Kaynak Metin:
'''

Osmanlılar İngilizlerin Türk askeri noktalarına bu kadar isabetli saldırılar düzenlemesinin ardında içeriden bir ihanet olduğunu anlamışlardı ve araştırıyorlardı. Posta güvercinin ihaneti ise Nili casus şebekesinin çözülmesinin başlangıcı oldu. Sara Aaronsohn hemen yakalandı.
Güvercinlerden biri geri gelmeyince yakalanabileceğini tahmin eden Sara evinde bulunan tüm belge ve dosyaları yakarak imha etti. Yakalandıktan sonra sorgusu günlerce sürdü. Ardından Şam'a gönderildi. Orada tutulduğu mekanda eline geçirdiği tabancayı ağzına sokup intihar etti.
Aaron Aaronsohn ise 15 Mayıs 1919'da bindiği uçağın düşmesi sonucu öldü. Osmanlılar yaklaşık 3.000 üyesi olan Nili casusluk şebekesi üyelerinin büyük kısmını yakaladı. Ancak diğer taraftan iş işten geçmiş, İngilizlere verdikleri yüzlerce bilgi ile Osmanlılar savaşı kaybetmişti.

'''

Çıkarılan Veriler:
'''

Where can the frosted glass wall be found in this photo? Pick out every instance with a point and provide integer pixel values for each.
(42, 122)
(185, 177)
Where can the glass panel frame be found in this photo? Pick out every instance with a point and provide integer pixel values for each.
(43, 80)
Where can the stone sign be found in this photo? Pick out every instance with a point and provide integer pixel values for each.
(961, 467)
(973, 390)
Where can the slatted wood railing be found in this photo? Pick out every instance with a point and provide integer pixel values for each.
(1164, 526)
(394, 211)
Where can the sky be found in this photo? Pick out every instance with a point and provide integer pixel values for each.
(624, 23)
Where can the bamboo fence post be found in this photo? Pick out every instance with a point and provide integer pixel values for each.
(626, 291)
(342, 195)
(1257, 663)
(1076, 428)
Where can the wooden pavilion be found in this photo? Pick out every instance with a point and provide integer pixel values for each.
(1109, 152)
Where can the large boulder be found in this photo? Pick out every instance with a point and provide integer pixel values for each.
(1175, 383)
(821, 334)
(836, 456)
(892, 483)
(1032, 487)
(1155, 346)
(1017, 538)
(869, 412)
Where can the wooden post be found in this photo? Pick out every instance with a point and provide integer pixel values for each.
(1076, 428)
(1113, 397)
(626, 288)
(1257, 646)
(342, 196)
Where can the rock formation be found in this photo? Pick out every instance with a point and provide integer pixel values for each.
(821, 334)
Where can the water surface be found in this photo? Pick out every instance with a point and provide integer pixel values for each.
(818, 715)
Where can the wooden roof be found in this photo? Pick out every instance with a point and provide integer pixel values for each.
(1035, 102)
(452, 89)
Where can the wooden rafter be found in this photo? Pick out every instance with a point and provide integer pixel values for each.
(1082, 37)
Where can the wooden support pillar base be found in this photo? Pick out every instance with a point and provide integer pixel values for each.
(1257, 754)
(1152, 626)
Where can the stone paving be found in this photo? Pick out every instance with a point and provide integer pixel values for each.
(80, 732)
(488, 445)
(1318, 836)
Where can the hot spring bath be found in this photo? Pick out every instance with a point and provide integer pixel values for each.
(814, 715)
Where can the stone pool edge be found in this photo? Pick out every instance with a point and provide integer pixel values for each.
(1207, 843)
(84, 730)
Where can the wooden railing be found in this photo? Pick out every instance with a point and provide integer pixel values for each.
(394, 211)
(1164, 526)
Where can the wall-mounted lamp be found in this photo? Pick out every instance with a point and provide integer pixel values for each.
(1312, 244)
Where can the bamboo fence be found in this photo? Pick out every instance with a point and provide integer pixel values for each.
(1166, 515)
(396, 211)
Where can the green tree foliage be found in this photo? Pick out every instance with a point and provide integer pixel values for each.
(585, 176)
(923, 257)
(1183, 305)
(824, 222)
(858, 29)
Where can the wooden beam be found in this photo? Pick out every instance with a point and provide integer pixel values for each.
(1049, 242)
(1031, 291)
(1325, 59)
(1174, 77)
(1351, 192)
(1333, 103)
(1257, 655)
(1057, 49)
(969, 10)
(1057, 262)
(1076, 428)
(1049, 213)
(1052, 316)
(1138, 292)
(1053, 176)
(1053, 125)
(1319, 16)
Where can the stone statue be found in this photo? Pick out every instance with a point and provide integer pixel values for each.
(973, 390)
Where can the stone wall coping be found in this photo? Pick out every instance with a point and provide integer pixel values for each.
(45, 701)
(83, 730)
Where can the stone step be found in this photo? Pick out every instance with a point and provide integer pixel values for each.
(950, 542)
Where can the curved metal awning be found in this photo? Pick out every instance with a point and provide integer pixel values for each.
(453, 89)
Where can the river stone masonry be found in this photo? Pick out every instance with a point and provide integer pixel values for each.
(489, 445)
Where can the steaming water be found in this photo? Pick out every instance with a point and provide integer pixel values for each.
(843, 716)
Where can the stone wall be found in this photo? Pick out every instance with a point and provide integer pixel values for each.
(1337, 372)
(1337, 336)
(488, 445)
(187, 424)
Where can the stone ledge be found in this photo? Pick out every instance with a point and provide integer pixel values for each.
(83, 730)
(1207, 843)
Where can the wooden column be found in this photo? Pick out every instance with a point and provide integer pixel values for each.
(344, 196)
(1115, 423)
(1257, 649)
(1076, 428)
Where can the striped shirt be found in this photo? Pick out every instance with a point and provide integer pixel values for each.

'''

Görev A: Nili casus şebekesine dair metinde Sara Aaronsohn'un yaptıklarını ve başına gelenleri, metindeki sırayla madde madde yazın.
Görev B: Nili casus şebekesini anlatan metni son cümlesinden sonrasıyla sürdürün.

Son Yanıt A:
- Yakalandı.
- Güvercinlerden biri geri gelmeyince yakalanabileceğini tahmin ederek evindeki tüm belge ve dosyaları yakıp imha etti.
- Yakalandıktan sonra sorgusu günlerce sürdü.
- Şam'a gönderildi.
- Orada tutulduğu mekanda eline geçirdiği tabancayı ağzına sokup intihar etti.

Son Yanıt B:
İngilizler Nili'nin faaliyetleri sayesinde çok güçlü sandıkları ve hakkında hemen hiç bir şey bilmedikleri Osmanlı 4.Ordusu'nun mevcut durumunu öğrenmiş ve ona göre stretejiler belirleyerek hem Gazze savaşlarının sonuncusunu kazanmış hem de Kudüs'ü almışlardı.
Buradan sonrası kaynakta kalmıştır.